» Requirement:
Show every line in the items below that contains the word "ceiling".
── Given information
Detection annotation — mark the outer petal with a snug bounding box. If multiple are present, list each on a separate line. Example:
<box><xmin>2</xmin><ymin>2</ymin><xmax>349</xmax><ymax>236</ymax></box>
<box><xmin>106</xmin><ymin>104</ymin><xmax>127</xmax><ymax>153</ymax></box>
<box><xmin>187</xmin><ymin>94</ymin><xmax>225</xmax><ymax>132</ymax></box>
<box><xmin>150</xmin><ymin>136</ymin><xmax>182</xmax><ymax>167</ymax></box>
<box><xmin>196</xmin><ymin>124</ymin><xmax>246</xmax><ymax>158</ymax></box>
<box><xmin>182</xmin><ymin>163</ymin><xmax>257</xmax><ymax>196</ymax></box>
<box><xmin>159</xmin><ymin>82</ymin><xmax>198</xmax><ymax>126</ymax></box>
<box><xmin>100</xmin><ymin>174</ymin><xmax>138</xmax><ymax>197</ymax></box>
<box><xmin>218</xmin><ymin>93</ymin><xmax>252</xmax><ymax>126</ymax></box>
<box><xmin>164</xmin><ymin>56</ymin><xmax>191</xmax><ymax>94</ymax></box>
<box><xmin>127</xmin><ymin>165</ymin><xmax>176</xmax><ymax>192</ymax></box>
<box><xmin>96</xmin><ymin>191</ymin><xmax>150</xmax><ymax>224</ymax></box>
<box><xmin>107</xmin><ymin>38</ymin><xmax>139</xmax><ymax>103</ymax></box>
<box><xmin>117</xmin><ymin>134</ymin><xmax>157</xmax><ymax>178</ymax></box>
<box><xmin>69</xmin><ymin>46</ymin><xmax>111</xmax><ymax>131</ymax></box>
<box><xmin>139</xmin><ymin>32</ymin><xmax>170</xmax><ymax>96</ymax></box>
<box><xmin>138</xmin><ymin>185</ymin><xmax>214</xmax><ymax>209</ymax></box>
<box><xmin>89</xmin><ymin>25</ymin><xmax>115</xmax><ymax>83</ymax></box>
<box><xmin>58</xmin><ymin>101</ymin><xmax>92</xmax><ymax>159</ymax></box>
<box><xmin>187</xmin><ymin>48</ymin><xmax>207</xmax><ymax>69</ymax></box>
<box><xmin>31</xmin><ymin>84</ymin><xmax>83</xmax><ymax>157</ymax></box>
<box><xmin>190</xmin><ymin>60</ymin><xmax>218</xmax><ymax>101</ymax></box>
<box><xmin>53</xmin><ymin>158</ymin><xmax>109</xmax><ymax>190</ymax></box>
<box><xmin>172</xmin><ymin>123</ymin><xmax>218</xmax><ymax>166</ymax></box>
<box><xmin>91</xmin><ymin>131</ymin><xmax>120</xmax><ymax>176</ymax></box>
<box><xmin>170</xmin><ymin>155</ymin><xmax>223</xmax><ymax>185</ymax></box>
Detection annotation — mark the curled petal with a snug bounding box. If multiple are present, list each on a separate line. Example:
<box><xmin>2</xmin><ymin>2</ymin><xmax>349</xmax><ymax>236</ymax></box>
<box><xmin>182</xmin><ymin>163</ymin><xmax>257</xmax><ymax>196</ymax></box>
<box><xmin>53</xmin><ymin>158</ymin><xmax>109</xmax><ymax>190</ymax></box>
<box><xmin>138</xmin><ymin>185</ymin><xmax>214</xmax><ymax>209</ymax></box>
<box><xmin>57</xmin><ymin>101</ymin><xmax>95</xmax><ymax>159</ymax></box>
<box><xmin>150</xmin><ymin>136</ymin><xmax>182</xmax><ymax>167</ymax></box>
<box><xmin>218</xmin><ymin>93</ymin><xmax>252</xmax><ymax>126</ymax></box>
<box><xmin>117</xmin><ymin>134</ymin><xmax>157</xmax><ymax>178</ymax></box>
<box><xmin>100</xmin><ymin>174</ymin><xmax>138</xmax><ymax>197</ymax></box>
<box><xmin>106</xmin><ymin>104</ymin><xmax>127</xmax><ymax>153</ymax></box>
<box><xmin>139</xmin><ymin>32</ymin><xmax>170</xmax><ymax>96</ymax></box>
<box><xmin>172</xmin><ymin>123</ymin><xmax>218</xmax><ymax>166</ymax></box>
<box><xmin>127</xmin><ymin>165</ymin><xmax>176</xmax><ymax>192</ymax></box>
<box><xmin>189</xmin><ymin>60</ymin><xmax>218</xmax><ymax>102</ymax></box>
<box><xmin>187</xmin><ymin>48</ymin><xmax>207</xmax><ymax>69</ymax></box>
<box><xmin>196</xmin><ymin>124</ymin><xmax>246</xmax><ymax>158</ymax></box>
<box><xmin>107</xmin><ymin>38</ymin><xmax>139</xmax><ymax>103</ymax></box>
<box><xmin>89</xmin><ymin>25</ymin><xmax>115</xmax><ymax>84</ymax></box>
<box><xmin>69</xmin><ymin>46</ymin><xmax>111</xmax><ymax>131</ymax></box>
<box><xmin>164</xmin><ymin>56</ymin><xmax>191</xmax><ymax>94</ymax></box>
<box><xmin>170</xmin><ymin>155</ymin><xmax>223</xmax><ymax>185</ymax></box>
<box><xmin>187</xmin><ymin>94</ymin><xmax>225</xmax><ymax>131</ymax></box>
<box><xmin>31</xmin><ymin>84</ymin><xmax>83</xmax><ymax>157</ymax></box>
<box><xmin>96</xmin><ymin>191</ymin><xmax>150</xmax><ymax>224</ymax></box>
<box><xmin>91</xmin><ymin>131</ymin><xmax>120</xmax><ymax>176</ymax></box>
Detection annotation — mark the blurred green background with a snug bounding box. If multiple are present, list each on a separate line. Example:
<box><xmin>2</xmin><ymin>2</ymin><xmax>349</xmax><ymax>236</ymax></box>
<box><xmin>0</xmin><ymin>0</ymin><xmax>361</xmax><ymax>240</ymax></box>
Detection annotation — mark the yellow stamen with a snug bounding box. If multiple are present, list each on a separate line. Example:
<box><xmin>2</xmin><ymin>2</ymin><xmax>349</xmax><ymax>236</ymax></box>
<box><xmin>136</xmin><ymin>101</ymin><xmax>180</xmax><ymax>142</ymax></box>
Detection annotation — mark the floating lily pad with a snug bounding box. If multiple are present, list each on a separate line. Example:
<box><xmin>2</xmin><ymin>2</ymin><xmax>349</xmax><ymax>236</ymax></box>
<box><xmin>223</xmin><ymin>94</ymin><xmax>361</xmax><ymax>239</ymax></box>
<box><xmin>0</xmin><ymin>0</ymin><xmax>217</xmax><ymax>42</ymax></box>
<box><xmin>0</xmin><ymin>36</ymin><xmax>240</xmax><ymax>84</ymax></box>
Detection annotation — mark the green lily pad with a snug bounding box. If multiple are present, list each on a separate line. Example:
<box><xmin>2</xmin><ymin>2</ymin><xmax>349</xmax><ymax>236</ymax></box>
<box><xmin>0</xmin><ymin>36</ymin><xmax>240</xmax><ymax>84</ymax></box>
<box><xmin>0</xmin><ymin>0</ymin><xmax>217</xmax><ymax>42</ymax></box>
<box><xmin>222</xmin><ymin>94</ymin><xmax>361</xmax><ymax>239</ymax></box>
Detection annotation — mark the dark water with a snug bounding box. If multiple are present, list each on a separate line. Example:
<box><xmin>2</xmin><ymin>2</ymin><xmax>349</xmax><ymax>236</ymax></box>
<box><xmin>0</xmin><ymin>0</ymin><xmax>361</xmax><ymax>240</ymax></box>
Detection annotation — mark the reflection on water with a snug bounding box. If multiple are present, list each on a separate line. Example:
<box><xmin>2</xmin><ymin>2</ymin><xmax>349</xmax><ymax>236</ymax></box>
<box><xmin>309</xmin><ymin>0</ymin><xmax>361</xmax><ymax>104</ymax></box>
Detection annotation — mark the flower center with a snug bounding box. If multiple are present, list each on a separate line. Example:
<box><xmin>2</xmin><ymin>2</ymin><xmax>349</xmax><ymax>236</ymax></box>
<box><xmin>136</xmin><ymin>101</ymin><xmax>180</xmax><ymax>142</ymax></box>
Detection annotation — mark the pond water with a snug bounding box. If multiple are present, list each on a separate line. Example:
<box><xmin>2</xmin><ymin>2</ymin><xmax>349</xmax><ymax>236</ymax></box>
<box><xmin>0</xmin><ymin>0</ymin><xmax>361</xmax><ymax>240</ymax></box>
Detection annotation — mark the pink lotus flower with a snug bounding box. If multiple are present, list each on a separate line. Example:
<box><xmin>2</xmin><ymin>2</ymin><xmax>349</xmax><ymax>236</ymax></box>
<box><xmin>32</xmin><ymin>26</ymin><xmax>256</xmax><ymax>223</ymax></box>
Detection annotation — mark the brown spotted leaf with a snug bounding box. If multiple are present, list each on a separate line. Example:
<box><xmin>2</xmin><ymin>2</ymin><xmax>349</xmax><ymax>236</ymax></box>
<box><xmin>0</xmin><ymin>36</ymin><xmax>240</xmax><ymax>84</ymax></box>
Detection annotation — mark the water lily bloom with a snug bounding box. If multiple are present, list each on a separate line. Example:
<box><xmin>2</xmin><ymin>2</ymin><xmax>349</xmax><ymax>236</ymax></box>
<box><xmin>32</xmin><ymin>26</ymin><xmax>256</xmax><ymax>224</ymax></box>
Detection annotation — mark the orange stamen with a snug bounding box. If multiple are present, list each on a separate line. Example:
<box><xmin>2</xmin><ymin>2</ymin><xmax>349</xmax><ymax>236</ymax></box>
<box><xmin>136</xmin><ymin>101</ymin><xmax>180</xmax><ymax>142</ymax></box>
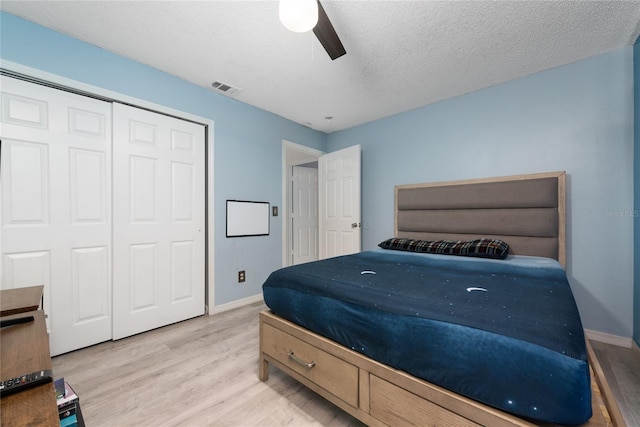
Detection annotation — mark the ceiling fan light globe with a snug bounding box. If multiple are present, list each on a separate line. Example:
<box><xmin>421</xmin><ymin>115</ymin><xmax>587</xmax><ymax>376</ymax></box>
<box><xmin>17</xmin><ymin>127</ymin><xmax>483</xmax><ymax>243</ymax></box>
<box><xmin>279</xmin><ymin>0</ymin><xmax>318</xmax><ymax>33</ymax></box>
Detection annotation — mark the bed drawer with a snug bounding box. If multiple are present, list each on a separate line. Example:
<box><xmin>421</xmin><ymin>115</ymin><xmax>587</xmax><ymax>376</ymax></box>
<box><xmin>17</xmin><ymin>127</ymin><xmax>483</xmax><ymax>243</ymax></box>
<box><xmin>369</xmin><ymin>375</ymin><xmax>480</xmax><ymax>427</ymax></box>
<box><xmin>262</xmin><ymin>325</ymin><xmax>358</xmax><ymax>407</ymax></box>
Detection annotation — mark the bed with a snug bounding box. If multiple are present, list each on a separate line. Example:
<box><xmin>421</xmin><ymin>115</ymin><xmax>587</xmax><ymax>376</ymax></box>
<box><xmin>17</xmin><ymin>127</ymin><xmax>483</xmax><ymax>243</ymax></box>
<box><xmin>259</xmin><ymin>172</ymin><xmax>624</xmax><ymax>426</ymax></box>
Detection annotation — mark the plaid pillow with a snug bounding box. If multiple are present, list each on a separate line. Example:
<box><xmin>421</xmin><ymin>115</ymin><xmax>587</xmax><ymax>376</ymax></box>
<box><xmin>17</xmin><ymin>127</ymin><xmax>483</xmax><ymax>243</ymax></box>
<box><xmin>378</xmin><ymin>237</ymin><xmax>509</xmax><ymax>259</ymax></box>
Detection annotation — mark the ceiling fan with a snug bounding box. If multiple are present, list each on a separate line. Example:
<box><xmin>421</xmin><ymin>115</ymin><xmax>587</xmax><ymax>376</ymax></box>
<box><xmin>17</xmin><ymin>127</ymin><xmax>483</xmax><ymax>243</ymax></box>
<box><xmin>279</xmin><ymin>0</ymin><xmax>347</xmax><ymax>60</ymax></box>
<box><xmin>313</xmin><ymin>1</ymin><xmax>347</xmax><ymax>61</ymax></box>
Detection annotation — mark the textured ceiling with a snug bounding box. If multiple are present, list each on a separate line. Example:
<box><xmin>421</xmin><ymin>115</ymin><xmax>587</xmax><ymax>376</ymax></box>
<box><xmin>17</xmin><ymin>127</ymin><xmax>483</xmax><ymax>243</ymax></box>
<box><xmin>0</xmin><ymin>0</ymin><xmax>640</xmax><ymax>132</ymax></box>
────
» Complete output:
Detection annotation — mark the ceiling fan light globe with a snug bounding box. If multiple are present, list each on a separate line. Example:
Detection annotation — mark the ceiling fan with a snug bounding box. If multiple are present, list each on a separate line. Example:
Detection annotation — mark the textured ceiling with a snug bounding box. If multiple are present, list each on a separate line. Example:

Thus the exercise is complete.